## YOUR GOAL
Nothing outside the range below should be printed. Output exactly the lines from the line with "Ground black post in the image above." to the line with "Ground green hedge in the image above.", both included.

Dataset records

Start of Block

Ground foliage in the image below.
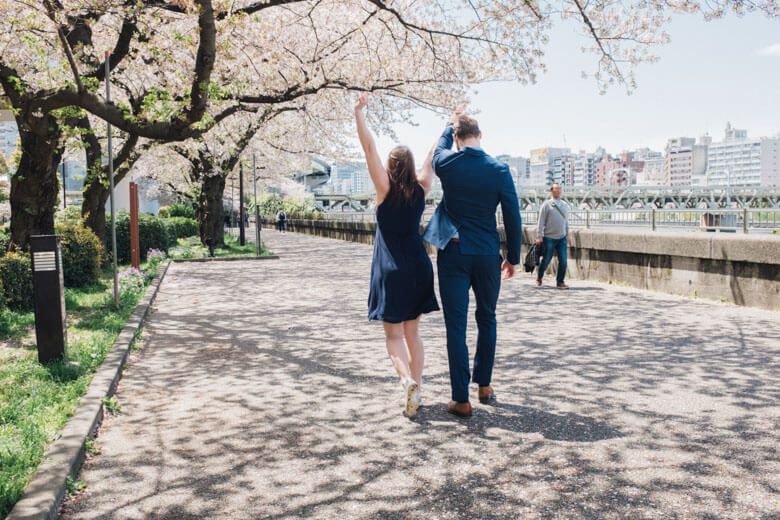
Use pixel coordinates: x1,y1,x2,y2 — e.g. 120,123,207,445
56,223,104,288
0,252,32,311
55,206,85,226
0,226,10,256
118,268,145,304
159,203,195,219
168,234,271,260
0,270,155,517
146,248,166,265
162,217,198,242
110,212,170,264
254,193,322,220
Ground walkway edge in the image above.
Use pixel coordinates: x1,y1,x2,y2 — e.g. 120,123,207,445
6,260,172,520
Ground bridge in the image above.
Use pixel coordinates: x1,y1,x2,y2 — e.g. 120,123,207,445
314,186,780,212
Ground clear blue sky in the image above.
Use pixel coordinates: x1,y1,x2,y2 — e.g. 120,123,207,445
375,11,780,162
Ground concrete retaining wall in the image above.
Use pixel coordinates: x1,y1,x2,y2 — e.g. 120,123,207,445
267,218,780,311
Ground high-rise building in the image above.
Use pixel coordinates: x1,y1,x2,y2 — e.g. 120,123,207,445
633,148,665,186
496,154,530,190
663,137,707,186
572,151,597,186
529,147,570,186
704,123,780,187
330,160,371,194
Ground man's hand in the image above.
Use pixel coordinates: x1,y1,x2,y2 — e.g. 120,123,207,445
535,237,543,245
449,104,467,126
501,260,515,280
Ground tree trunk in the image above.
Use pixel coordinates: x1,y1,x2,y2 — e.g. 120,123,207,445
198,174,226,248
10,127,63,251
82,181,109,243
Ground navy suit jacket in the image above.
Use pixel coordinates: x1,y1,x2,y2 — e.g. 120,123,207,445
423,126,522,265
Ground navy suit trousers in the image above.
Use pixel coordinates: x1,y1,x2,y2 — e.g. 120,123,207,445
437,241,502,402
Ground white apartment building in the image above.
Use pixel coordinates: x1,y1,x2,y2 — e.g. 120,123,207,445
572,152,597,186
664,137,707,186
529,147,570,186
704,123,780,187
633,148,665,186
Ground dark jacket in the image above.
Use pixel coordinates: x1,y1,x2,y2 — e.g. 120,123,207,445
422,126,523,264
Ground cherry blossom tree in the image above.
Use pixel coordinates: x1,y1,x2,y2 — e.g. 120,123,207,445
1,0,777,249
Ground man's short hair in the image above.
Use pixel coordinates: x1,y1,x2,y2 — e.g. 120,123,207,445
455,115,481,140
550,183,561,191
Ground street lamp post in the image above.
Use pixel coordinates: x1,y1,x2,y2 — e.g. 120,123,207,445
252,153,261,257
239,162,246,246
105,53,118,307
61,161,67,209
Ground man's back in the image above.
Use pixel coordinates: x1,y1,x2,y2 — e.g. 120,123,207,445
432,126,522,265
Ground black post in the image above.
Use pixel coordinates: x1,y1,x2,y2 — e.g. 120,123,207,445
239,162,246,246
30,235,67,363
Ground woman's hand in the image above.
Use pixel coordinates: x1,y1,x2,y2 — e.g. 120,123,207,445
355,93,368,112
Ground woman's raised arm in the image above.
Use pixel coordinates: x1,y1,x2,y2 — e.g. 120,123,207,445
354,94,390,202
417,144,436,197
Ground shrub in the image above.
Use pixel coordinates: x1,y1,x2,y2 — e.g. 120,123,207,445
147,248,166,265
0,226,10,256
56,223,104,287
0,252,33,311
110,212,170,264
55,206,84,226
159,203,195,219
118,267,145,304
162,217,198,242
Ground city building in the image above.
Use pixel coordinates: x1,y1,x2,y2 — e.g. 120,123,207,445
633,148,665,186
529,147,570,186
663,137,707,186
0,110,18,172
326,160,372,195
703,123,780,187
572,151,597,186
496,154,530,190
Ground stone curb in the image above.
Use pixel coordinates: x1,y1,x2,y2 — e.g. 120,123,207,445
173,255,280,263
6,260,172,520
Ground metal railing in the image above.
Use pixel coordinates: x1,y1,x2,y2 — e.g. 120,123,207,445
315,208,780,234
515,208,780,234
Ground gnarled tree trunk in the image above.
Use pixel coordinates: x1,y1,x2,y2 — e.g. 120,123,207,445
198,174,226,248
10,126,63,251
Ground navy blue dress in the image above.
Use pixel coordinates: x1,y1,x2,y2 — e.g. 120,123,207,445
368,184,440,323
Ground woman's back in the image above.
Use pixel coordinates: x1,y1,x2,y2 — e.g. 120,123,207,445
376,184,425,236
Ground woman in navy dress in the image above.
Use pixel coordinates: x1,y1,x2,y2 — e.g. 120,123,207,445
355,93,440,417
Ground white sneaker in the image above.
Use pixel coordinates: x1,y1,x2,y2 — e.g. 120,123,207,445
403,378,420,417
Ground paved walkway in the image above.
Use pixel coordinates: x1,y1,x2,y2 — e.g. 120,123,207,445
63,231,780,519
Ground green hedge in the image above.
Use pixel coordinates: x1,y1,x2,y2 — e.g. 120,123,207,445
110,212,170,264
162,217,198,242
0,252,33,311
56,223,104,288
159,203,195,219
0,226,10,256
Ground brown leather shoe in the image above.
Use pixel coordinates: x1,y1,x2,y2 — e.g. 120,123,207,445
447,400,473,417
535,278,543,287
557,283,569,289
478,385,496,404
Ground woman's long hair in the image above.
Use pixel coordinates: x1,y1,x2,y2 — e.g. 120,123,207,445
385,145,417,205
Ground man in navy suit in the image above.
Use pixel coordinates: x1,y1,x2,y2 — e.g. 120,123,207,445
423,109,522,417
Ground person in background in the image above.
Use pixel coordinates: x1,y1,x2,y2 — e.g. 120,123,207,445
535,182,570,289
276,209,287,233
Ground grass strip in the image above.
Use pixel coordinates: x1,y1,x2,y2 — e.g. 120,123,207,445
0,261,161,518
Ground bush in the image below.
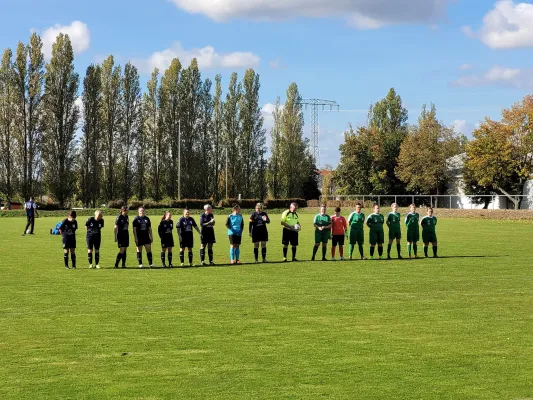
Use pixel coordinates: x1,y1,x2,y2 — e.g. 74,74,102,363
218,198,262,209
107,200,125,209
36,202,61,211
169,199,211,209
307,199,376,209
264,198,307,209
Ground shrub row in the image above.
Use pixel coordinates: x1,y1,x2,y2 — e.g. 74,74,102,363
107,199,212,209
217,198,307,209
307,199,377,209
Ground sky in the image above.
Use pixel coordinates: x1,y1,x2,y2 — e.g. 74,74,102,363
1,0,533,168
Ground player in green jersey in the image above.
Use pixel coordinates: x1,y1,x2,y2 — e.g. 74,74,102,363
405,204,420,258
366,204,385,260
347,203,366,260
386,203,403,259
421,207,438,258
312,204,332,261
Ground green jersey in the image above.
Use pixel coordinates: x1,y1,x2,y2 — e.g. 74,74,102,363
420,216,437,233
348,212,365,230
386,212,401,231
405,212,420,230
314,214,332,230
366,213,384,232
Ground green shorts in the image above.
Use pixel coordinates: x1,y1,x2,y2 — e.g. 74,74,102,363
314,229,331,244
407,230,419,243
349,229,364,245
388,229,401,241
369,230,384,246
422,232,437,243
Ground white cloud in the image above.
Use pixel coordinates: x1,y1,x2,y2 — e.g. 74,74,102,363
462,0,533,49
169,0,451,29
39,21,91,60
459,63,474,71
452,65,533,89
136,41,260,73
452,120,476,137
268,58,285,70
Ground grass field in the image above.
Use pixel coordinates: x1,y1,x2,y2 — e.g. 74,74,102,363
1,213,532,399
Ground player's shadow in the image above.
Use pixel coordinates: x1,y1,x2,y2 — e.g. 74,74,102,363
430,255,508,259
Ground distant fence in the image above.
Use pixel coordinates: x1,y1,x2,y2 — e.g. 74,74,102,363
319,195,531,210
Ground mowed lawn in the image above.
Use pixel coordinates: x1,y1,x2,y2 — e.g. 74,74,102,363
1,213,532,399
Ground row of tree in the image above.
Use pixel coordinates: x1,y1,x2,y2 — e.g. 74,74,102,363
0,33,317,207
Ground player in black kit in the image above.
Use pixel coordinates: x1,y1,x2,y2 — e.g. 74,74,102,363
132,207,154,268
114,206,129,268
60,210,78,269
177,208,202,267
199,204,216,266
249,203,270,263
86,210,104,269
158,211,174,268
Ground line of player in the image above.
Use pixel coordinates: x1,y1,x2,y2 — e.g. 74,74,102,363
56,201,438,269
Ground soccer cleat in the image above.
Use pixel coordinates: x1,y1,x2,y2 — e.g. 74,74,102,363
139,264,144,268
311,257,315,261
433,255,439,258
65,265,70,269
210,261,215,266
292,258,299,262
387,256,392,260
189,263,194,267
321,257,327,261
180,263,185,267
71,266,76,269
121,265,127,269
150,264,155,268
254,260,259,264
230,260,236,265
349,256,353,260
340,257,345,261
262,258,268,263
201,261,205,266
114,266,118,269
332,257,336,261
379,256,384,260
236,261,241,265
370,256,374,260
361,257,367,260
89,264,94,269
95,265,100,269
169,264,173,268
398,255,403,259
283,258,288,262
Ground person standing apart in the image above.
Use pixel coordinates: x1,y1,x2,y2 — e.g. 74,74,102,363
114,207,129,268
177,208,202,267
158,211,175,267
281,202,301,262
386,203,403,260
199,204,216,266
249,203,270,263
226,204,244,265
133,207,154,268
22,196,39,235
86,210,104,269
60,211,78,269
331,207,347,261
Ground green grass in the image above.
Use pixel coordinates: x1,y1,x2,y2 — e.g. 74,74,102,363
1,214,532,399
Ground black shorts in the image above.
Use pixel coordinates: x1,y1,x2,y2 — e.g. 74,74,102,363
136,235,151,247
86,235,101,250
63,236,76,249
117,233,129,248
161,236,174,249
332,235,345,247
229,235,242,245
180,233,194,249
251,227,268,243
282,229,299,246
201,229,216,244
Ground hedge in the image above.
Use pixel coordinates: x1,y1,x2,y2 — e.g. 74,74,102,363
264,198,307,209
308,199,377,209
107,199,212,209
218,198,262,209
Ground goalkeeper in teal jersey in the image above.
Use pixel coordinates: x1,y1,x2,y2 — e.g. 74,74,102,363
366,204,385,260
405,204,420,258
347,203,366,260
312,204,332,261
421,207,438,258
386,203,403,259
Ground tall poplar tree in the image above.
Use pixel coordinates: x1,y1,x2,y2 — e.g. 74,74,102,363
198,77,213,198
212,74,224,199
0,49,16,201
222,72,241,197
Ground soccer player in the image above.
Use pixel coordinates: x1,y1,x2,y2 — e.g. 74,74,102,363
281,202,301,262
86,210,104,269
177,208,202,267
132,207,154,268
158,211,174,267
421,207,438,258
22,196,39,235
312,204,332,261
386,203,403,260
249,203,270,263
366,204,385,260
114,206,129,268
348,203,366,260
226,204,244,265
331,207,347,261
60,210,78,269
405,204,420,258
200,204,216,266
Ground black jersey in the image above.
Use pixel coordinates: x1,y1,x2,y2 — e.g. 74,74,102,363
158,219,174,238
200,213,215,233
177,216,197,237
248,211,270,234
60,218,78,239
133,216,151,240
115,214,129,234
86,217,104,237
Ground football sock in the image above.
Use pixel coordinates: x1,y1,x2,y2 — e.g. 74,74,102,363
180,251,185,264
322,246,327,259
137,252,142,265
413,243,418,256
378,246,383,257
71,254,76,268
292,246,297,260
168,252,173,265
147,252,153,265
433,246,438,257
208,249,213,263
407,244,411,257
254,248,259,261
64,253,69,267
88,253,93,265
95,252,99,265
200,248,205,263
115,253,121,268
370,246,375,257
122,251,127,267
331,247,336,258
230,248,234,261
188,251,193,264
349,244,354,257
424,246,428,257
262,247,267,260
161,252,166,265
283,247,288,258
312,245,319,259
387,244,392,257
235,248,240,261
339,247,344,258
358,244,364,258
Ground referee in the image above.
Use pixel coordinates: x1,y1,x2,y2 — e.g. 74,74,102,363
22,196,39,235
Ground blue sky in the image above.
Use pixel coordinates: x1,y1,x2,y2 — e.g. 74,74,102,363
2,0,533,167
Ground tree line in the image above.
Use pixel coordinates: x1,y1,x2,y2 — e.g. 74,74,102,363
0,33,317,208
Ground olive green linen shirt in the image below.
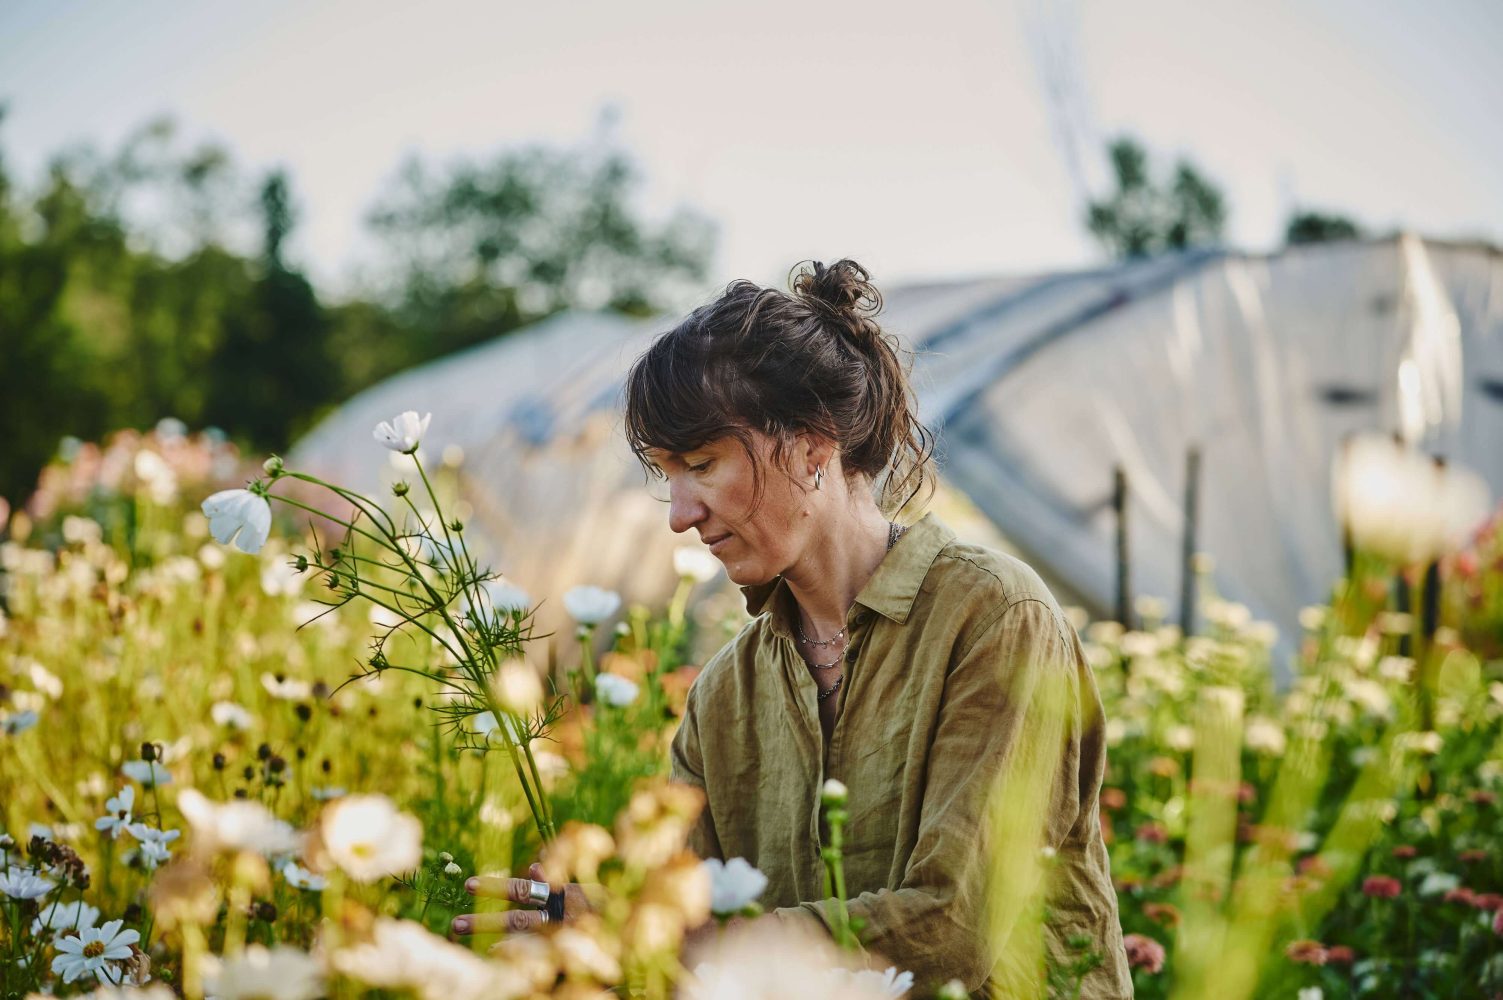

End of Block

## OUTPUT OF THE TASK
Ground black post in the image above.
Use pixel coordinates: x1,y1,x2,y2 — e.g. 120,123,207,445
239,162,246,246
30,235,67,363
Ground woman's hand in the image above.
Use pixel coordinates: x1,y1,x2,y2 — e.g. 120,123,207,445
355,93,368,112
Ground woman's raised arm in the image above.
Use pixel coordinates: x1,y1,x2,y2 — e.g. 120,123,207,445
354,94,390,202
417,144,436,197
Ground shrub in the image above.
Use pixel coordinates: x1,y1,x2,y2 — e.g. 120,123,207,445
147,248,166,265
0,226,10,256
56,223,104,287
0,252,33,311
110,212,170,264
55,206,84,226
159,203,195,219
118,267,145,304
162,217,198,242
Ground city building in the image above.
Use pixel coordinates: x1,y1,x2,y2 — e.g. 120,123,207,445
633,148,665,186
529,147,570,186
663,137,707,186
0,110,18,172
326,160,372,195
703,123,780,187
572,151,597,186
496,154,530,190
Ground stone curb in the image above.
Use pixel coordinates: x1,y1,x2,y2 — e.g. 120,123,207,445
173,255,280,263
6,260,172,520
Ground metal railing in the image above.
Use pixel coordinates: x1,y1,x2,y2 — e.g. 120,123,207,445
315,208,780,234
515,208,780,234
Ground gnarled tree trunk in the image above.
Use pixel coordinates: x1,y1,x2,y2 — e.g. 120,123,207,445
198,174,226,248
10,126,63,251
Ground navy blue dress in the image above.
Use pixel coordinates: x1,y1,x2,y2 — e.g. 120,123,207,445
368,184,440,323
Ground woman's back in the image above.
Use pixel coordinates: x1,y1,x2,y2 — e.g. 120,123,207,445
376,184,425,236
Ground woman in navy dress in the image above.
Use pixel coordinates: x1,y1,x2,y2 — e.g. 120,123,207,445
355,93,440,417
Ground white sneaker in the image above.
Use pixel coordinates: x1,y1,x2,y2 — e.g. 120,123,207,445
403,378,420,417
Ground paved walkway in the image above.
Use pixel coordinates: x1,y1,x2,y2 — e.g. 120,123,207,445
63,231,780,519
Ground green hedge in the image above.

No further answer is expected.